• _Objective_:
In your copy, repeat the records exactly and leave out the pictures.

Source data:

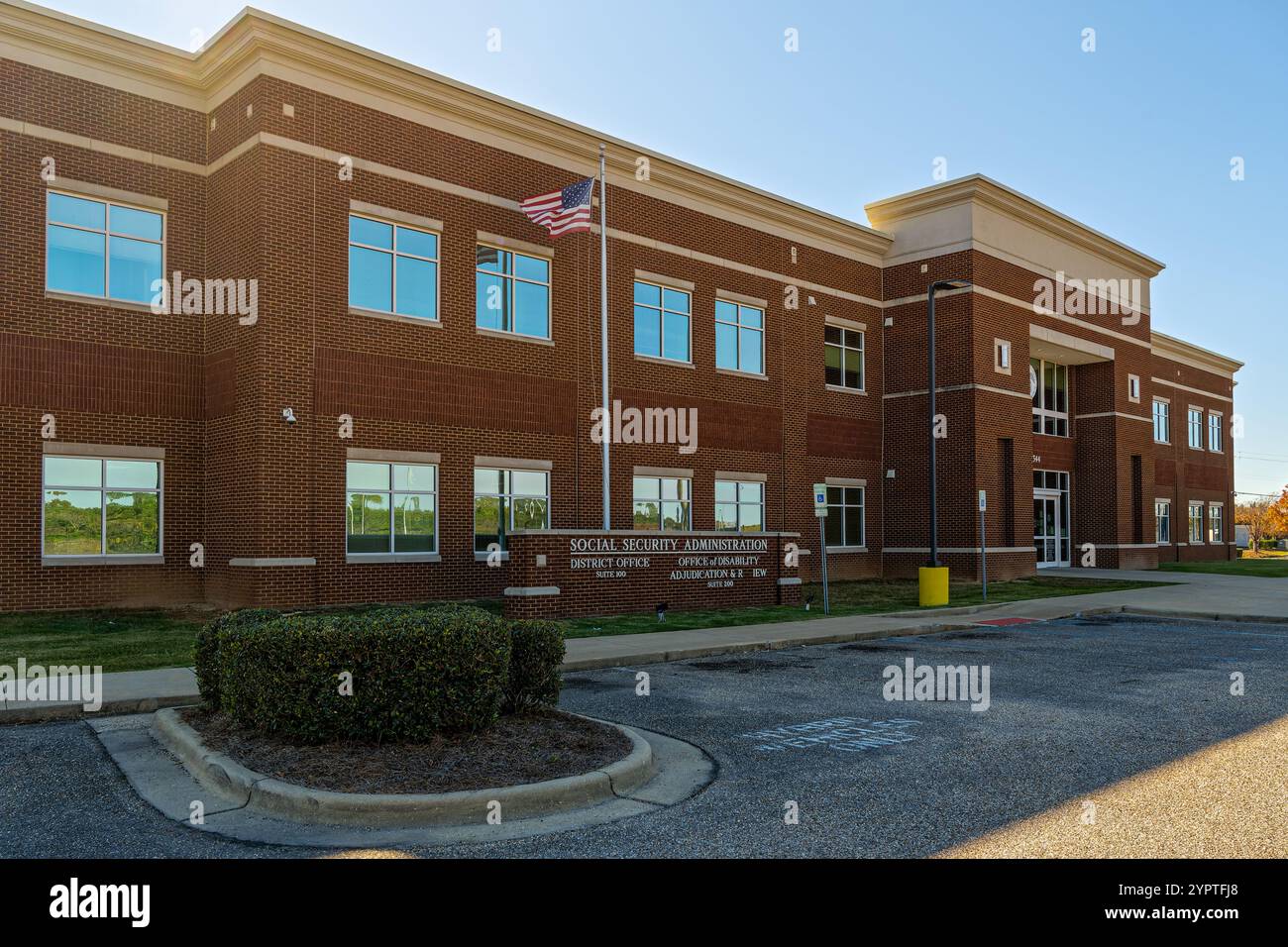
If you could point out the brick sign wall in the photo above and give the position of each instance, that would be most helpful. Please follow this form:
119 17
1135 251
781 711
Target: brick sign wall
559 574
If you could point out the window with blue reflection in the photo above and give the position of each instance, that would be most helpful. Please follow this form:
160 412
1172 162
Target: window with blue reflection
511 291
102 249
393 268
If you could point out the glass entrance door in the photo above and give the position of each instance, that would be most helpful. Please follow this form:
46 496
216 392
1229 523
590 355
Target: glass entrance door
1050 528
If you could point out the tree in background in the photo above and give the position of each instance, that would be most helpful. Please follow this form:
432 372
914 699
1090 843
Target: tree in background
1260 517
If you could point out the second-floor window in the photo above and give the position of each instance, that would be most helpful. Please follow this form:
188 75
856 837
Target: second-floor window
393 268
1196 428
842 355
1050 382
1162 421
661 322
1214 432
739 338
102 249
511 291
661 502
739 505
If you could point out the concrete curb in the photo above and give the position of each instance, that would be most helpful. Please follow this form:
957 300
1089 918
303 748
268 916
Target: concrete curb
295 802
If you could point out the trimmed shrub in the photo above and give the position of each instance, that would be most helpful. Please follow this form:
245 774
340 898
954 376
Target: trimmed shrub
205 654
536 655
415 672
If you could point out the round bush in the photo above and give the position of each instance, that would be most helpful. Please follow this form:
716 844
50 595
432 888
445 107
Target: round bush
535 659
413 672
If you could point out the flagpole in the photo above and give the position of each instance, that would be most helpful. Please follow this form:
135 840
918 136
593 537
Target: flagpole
603 328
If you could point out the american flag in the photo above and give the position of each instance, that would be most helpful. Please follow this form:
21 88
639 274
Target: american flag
562 211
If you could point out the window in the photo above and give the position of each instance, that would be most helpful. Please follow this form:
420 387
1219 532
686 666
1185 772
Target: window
506 500
1003 356
1214 432
102 249
842 355
661 322
1163 521
1196 428
391 508
661 502
844 523
1196 523
1050 384
741 505
393 268
511 292
1162 421
739 338
102 506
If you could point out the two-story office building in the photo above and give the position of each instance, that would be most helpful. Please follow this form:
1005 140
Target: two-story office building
365 367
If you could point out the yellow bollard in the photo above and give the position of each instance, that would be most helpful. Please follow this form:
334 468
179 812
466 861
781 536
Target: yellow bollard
932 585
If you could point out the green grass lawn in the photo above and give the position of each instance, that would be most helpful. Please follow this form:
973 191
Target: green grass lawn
117 639
1269 567
858 596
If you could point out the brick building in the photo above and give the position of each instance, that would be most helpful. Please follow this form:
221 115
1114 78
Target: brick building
374 367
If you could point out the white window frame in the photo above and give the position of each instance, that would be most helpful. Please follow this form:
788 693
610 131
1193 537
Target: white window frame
1162 514
103 489
1001 356
108 202
1194 536
1216 522
1166 414
510 496
1041 411
389 554
687 504
738 328
840 512
846 330
1194 428
1216 433
662 313
395 253
738 501
509 281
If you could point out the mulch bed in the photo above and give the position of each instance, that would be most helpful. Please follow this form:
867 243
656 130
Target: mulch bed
529 748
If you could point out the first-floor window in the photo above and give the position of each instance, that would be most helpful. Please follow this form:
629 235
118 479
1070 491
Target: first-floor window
102 506
739 505
1196 523
391 508
844 523
1216 522
506 500
661 502
1163 521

• _Output of the exercise_:
If you could point out the brick sign wall in the photo above and give the position of each instance, that would be most helpful. Please follow this form:
119 17
1135 251
781 711
Target: brick sign wall
559 574
If you could point out the window with blue reflection in the photo above and give the position of each instance, that would be most helpful. Please follow this form:
160 412
1172 162
Target: window with blue reflection
511 291
102 249
393 268
If you could point out the glass entrance door in the photo above and give the position of each instance, that would be most helpful. Please follow this form:
46 496
216 392
1229 523
590 355
Target: glass entrance door
1050 528
If you could point out the tree in background in the photo above and give the position of each instance, that would be most helpful. Please follow this form:
432 372
914 699
1090 843
Target: tree in background
1260 517
If you could point out the second-floor window in the photo above and give the position of each instance, that would be most helpful. Please follow this form:
188 75
856 837
Target: second-floor window
393 268
1196 428
842 355
1050 382
1162 421
661 322
1214 432
739 338
102 249
511 291
661 502
739 505
If you could point out the concrete curb in the photo above and give the position of each instance, that would be most helpful. Please follow this form:
957 300
1089 918
303 748
268 916
Target: concrete curb
295 802
If you could point out the trimmed shrub in the photo above and give the position of each instance, that would be most helpful. Please follow this form:
245 774
340 898
954 376
Target: trimmed shrub
205 654
536 655
415 672
If you could point out the round bush in the photo above and give the position of each instance, that would be most helpful. Please follow this form:
716 844
50 595
432 888
445 107
Target: round bush
535 659
413 672
If you could point out the flagpole in the photo above and give the position of each instance, that would be most helpful. Please follow this form:
135 840
918 136
593 537
Target: flagpole
603 328
If you could point out the american flag in the photo above and give the position of each instance, that would be most helpful. Please follow this form:
21 88
639 274
Target: american flag
562 211
If you could point out the window in the photo above and give the position of each instance, that would be most helpful. Please follow this form:
420 387
1219 532
686 666
1185 772
Target: window
506 500
1003 356
1214 432
102 249
842 355
661 322
1163 521
1196 428
391 508
661 502
844 523
1196 523
1050 384
741 505
393 268
511 292
1162 421
739 338
102 506
If you could point out the two-story office building in the photo above and give the position of each instance, that would be most helpful. Please follow this form:
1005 140
Target: two-story office building
365 367
If you could point out the yellow bollard in the photo above and give the position of each instance, that would be most helpful. Please follow this form:
334 468
179 812
466 861
781 536
Target: yellow bollard
932 585
If you could point out the green grass lawn in the photo above and give the position of each instance, that would be most helpful. Please follow this form:
973 191
Target: green grass lawn
117 639
1269 567
858 596
If you could point out the brick building in the photo above and give the position of each instance, that would be most helpful. Please follow this form:
221 115
1114 78
Target: brick building
374 367
If you could point out the white window frame in the photo above and give the position of each instance, that would be most helpful. Please follow this form:
788 693
610 131
1193 537
Target: white window frame
1162 514
103 489
1001 356
108 202
1194 536
1216 522
1166 414
510 496
1041 411
389 554
687 504
738 328
840 512
846 330
1194 428
1216 433
662 313
395 253
738 501
509 281
If you could point out the mulch bed in the photo above and give the position of each instance, that would be most helpful. Please follow this form:
867 243
656 130
Target: mulch bed
529 748
If you could point out the first-floor window in the photo above and give the position of each instance, that would be most helpful. Please follow this form:
629 235
118 479
1070 491
Target: first-floor window
102 506
739 505
1196 523
391 508
844 523
1216 522
506 500
661 502
1163 521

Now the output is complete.